■ Aim
Collect every line in the items below that contains the string "white" and copy each one out in full. Treat uppercase and lowercase as different.

┌──

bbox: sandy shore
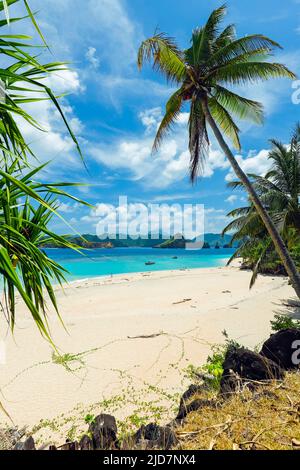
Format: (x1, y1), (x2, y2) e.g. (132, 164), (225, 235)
(0, 267), (293, 444)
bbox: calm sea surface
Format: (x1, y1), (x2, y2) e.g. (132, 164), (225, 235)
(45, 248), (234, 281)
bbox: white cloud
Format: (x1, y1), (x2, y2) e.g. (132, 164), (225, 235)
(85, 47), (100, 69)
(12, 70), (84, 177)
(89, 108), (229, 188)
(225, 195), (238, 204)
(139, 107), (163, 134)
(225, 149), (271, 181)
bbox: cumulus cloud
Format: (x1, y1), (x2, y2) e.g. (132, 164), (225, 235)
(85, 47), (100, 69)
(225, 149), (271, 181)
(89, 108), (229, 188)
(226, 194), (238, 204)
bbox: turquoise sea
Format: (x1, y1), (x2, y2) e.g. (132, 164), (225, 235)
(45, 248), (234, 281)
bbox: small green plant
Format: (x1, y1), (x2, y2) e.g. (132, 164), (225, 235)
(52, 352), (85, 372)
(271, 313), (300, 332)
(84, 414), (96, 424)
(186, 330), (241, 390)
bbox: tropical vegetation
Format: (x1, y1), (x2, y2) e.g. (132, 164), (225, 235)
(138, 5), (300, 298)
(223, 124), (300, 285)
(0, 0), (82, 340)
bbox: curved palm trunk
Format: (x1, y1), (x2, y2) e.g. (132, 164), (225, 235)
(202, 100), (300, 299)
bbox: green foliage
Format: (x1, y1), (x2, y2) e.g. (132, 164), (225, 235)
(271, 313), (300, 332)
(0, 0), (83, 341)
(84, 414), (96, 424)
(185, 331), (241, 390)
(223, 124), (300, 286)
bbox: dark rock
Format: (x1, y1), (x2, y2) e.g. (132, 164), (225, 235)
(59, 440), (79, 451)
(260, 328), (300, 370)
(14, 436), (36, 450)
(221, 348), (284, 395)
(89, 414), (118, 450)
(134, 423), (177, 450)
(79, 434), (93, 450)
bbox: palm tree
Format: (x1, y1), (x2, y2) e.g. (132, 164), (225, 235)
(138, 5), (300, 298)
(223, 124), (300, 286)
(226, 124), (300, 238)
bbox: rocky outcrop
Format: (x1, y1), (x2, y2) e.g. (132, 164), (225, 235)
(260, 328), (300, 370)
(220, 348), (284, 395)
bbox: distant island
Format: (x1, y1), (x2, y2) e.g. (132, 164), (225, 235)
(42, 233), (236, 249)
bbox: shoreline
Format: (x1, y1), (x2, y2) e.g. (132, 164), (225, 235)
(53, 258), (232, 290)
(0, 266), (294, 440)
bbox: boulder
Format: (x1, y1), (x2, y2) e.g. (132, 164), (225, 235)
(134, 423), (177, 450)
(221, 348), (284, 395)
(14, 436), (36, 450)
(89, 414), (118, 450)
(79, 434), (93, 450)
(260, 328), (300, 370)
(175, 399), (216, 420)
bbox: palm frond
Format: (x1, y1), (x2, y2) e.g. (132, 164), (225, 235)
(153, 89), (182, 151)
(189, 102), (209, 183)
(208, 97), (241, 150)
(214, 85), (263, 124)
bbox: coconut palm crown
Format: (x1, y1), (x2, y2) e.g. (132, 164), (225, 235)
(138, 5), (300, 299)
(138, 5), (295, 181)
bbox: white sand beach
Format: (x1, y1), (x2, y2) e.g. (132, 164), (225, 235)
(0, 267), (294, 442)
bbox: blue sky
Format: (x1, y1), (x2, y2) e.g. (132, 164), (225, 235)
(10, 0), (300, 233)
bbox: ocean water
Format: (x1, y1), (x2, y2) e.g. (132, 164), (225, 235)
(45, 248), (234, 281)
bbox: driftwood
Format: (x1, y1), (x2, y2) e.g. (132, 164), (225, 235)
(172, 299), (192, 305)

└──

■ Answer to the problem
bbox: white cloud
bbox: white sand beach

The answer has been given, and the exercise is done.